| EXERCISE AIM |
Repeat each line of the material exactly.

| GIVEN DATA |
↓↓↓
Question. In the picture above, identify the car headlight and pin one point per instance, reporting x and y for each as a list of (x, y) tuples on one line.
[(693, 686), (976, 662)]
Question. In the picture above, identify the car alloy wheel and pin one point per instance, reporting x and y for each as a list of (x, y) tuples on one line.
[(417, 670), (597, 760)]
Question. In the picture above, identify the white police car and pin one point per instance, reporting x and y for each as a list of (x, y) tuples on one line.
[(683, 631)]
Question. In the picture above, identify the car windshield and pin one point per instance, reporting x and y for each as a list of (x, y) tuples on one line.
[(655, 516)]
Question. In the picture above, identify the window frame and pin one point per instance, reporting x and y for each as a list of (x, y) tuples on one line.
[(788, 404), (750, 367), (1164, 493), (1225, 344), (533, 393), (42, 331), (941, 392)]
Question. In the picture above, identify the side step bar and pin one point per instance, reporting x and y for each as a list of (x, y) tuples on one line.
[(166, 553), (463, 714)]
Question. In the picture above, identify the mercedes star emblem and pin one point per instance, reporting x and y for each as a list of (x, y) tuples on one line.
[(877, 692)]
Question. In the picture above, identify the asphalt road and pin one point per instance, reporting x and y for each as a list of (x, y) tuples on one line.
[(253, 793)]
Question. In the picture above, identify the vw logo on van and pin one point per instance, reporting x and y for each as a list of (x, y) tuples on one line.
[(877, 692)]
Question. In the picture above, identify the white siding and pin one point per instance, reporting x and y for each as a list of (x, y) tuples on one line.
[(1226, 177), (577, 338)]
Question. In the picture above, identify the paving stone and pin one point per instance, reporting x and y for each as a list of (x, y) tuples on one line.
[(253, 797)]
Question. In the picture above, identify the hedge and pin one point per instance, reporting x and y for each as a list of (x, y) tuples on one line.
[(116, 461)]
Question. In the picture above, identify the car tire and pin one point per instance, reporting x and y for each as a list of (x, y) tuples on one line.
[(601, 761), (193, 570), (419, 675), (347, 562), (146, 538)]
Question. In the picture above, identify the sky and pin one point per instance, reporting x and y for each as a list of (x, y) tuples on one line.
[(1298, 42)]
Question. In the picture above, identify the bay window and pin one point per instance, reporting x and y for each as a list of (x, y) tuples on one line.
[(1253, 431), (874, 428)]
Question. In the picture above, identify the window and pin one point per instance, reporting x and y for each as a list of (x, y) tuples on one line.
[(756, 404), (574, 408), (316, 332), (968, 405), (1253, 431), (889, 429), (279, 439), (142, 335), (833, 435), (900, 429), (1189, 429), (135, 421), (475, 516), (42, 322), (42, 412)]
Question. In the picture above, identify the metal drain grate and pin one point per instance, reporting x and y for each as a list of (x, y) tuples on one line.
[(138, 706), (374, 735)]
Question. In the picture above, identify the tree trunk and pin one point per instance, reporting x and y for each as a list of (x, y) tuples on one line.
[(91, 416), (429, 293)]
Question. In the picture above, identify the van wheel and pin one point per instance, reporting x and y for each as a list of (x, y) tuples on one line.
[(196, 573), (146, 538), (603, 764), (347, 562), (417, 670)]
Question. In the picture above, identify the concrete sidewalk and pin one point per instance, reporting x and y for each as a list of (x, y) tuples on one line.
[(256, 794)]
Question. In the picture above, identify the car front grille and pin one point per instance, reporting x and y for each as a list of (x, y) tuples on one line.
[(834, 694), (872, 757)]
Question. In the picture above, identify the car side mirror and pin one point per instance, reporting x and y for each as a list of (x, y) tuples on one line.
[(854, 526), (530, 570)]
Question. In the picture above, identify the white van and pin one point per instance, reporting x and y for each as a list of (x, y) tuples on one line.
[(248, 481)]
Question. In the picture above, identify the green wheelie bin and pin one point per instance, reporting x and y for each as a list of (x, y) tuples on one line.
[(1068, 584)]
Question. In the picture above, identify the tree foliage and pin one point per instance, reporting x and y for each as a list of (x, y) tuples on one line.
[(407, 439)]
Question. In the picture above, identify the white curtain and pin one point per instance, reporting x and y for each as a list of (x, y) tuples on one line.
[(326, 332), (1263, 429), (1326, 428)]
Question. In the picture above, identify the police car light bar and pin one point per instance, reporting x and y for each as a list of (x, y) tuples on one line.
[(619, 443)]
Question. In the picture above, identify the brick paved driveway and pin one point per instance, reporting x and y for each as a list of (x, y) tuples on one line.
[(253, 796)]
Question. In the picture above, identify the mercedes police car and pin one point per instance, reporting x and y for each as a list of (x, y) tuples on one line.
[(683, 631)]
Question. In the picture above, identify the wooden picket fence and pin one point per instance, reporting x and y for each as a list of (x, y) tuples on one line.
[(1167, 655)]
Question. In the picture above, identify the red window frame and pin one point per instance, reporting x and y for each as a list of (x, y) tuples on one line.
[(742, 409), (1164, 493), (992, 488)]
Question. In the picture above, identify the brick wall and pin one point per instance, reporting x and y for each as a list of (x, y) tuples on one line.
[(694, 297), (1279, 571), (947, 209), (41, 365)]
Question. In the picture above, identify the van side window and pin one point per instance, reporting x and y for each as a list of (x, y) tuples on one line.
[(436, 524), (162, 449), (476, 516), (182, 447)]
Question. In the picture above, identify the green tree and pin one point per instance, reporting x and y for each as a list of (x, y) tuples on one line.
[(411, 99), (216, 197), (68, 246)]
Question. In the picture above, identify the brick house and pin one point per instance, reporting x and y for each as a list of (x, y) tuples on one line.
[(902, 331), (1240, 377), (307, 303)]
↑↑↑
| WRITTEN REPLY |
Question. In the picture above, identify the car headlight and pin one point per instance, reporting x and y for each as a list of (x, y) tuples on one line.
[(693, 686), (976, 662)]
Question. In the picture above, identify the car alloy wheel and pin one point per instance, reporting x and y for each as a list of (x, y) tuples on one line.
[(417, 670), (597, 760)]
Question. In the picture above, identify the white police car and pin one point per instance, reporting x and y for each as a list of (x, y) tuples on one line.
[(683, 631)]
Question. In the picture above, identify the car windshield and pin one point per instance, reporting x and y for each as a list of (x, y) tuples on one line.
[(655, 516)]
Question. In the picture above, identify the window frame and pin one point per instance, reporting x and y for each as a list of (x, y) tuples on one line.
[(788, 404), (750, 367), (1164, 493), (1225, 344), (533, 393), (42, 331), (941, 392)]
Question. In the picture above, identify the side step bar and pin one point per instance, reporting x and y for each as a list of (x, y) tuples on one line.
[(166, 553), (463, 714)]
Question. In the picture above, identify the mercedes star emblem and pin one point per instance, reporting x and y for each as a list of (x, y) tuples on one line.
[(877, 692)]
Question. In the picture above, identify the asphalt road and pin one point per instance, reporting x and y for each as a list of (x, y) tuples on one line.
[(253, 793)]
Question. In the picture above, identify the vw logo on van and pin one point per instance, reporting x and y for each as a list of (x, y) tuples on one line.
[(877, 692)]
Question. In the picture above, identify the white siding and pin one point per instance, reporting x and y for each as a list of (x, y) tuples on one line.
[(1226, 177), (577, 338)]
Question. In the picture above, identify the paving stone and pin one point per instance, reporting x and y for each as a list of (x, y) tuples on one line.
[(253, 797)]
Question. In the picture above, identify the hedge and pin one point per instance, reporting x and y for each as a list of (x, y) tuples on one line.
[(116, 461)]
Question. In the picture above, identify the car tire and pin one point per instance, reporting x and y for each as a list of (x, y) tuples on one line.
[(601, 761), (193, 570), (419, 675), (347, 562), (146, 538)]
Question. In the picture above, identify the sky and pin one point per instance, reporting x and y for each as a list of (x, y) tuples on one line.
[(1298, 42)]
Question. In the picture above, identify the bay window and pin one point per instance, reporting x and y for each as a list of (x, y) tuples on one line.
[(1253, 431), (874, 428)]
Question. In the picture above, identify the window and pin one point per instance, reporting x and y for each as a list of (x, y) tuples on one line.
[(756, 404), (574, 408), (316, 332), (968, 405), (1253, 431), (889, 429), (279, 439), (142, 335), (833, 435), (900, 429), (1189, 429), (135, 421), (475, 516), (42, 322), (42, 412)]
Question. In the picture above, identify the metal drain grate and pin one point per instance, reporting x and y for each as a list of (x, y) tuples on one line.
[(138, 706), (374, 735)]
Question. In the picture above, identify the tree trunk and pin one point per instance, reporting x and y for each as a list of (x, y) tuples on one line.
[(91, 416), (429, 293)]
Question. In the picture above, identify the van wheel and pin one point per instance, reporting x and y for each as a list of (x, y) tuples on one line.
[(196, 573), (146, 538), (603, 764), (347, 562), (417, 670)]
Question. In the picture above, identify the concrete sidewalk and pin one point per instance, reporting x and y for each as a list of (x, y) tuples on one line.
[(256, 794)]
Question. In the picture above, identify the car front grille and pin one point per instance, reporting x and y for each as a list of (x, y) tuples on one line.
[(834, 694), (872, 757)]
Question. In the picture above, identify the car side mirror and pin one point per instance, reporting x and y for each as a list of (x, y) tuples on one line.
[(854, 526), (530, 570)]
Question. In the picture above, identify the white van and pin one point per instance, reporting x and y for each as a list of (x, y) tuples on one line.
[(248, 481)]
Question. In the picture above, identify the green wheelie bin and pin one point per instance, reporting x and y for each as a list of (x, y) tuples on one line.
[(1068, 584)]
Question. In the picture above, identify the tree foliage and pin one point per instance, reporting x and y for each as a list of (x, y) tuples on one line.
[(407, 439)]
Question. In the picture above, identify the white curtain and pin one point per instance, reporting x and y for each as a list of (x, y) tuples on one line.
[(326, 332), (1263, 429), (1326, 428)]
Question. In the picture above, identify the police car light bar and pin one point per instance, reporting x and y for each as a list of (x, y) tuples on one line.
[(619, 443)]
Question. In the picture above, identify the brick paved driveway and pin one point per instance, reporting x and y for each as a list of (x, y) tuples on one line.
[(253, 796)]
Question. In the picture above, identify the mercedes police car and pin one point per instance, reporting x and y for each as a list of (x, y) tuples on one line.
[(683, 631)]
Question. In the picture above, identify the wooden picket fence and pin one point per instance, reporting x and y for each as a list of (x, y) tuples on one line.
[(1167, 655)]
Question. In the picture above, identify the red window frame and pin one point per instance, reporting x and y for each as a list of (x, y) tuples on one line.
[(742, 409), (1164, 493), (992, 488)]
Question. In the picture above, identify the brick wall and pin one point per instance, reporting x and y for each as a list of (x, y) tuples on one line.
[(694, 297), (1279, 571), (947, 209), (41, 365)]
Question. In the picture above, identify the van side window and pin one point per instance, reporting x and y for each as a list of (x, y) tuples on one line.
[(436, 524), (162, 449), (476, 516), (182, 447)]
Question. In the picture above, identify the green tree and pin one point per instance, reporting x and y for each as a list of (x, y) tuples on one line.
[(411, 99), (216, 197), (68, 246)]
Question. In the picture above, identify the brick house and pin one point per instance, reporting x and y for each as a list of (x, y) tuples on one line.
[(902, 331), (1240, 377), (307, 303)]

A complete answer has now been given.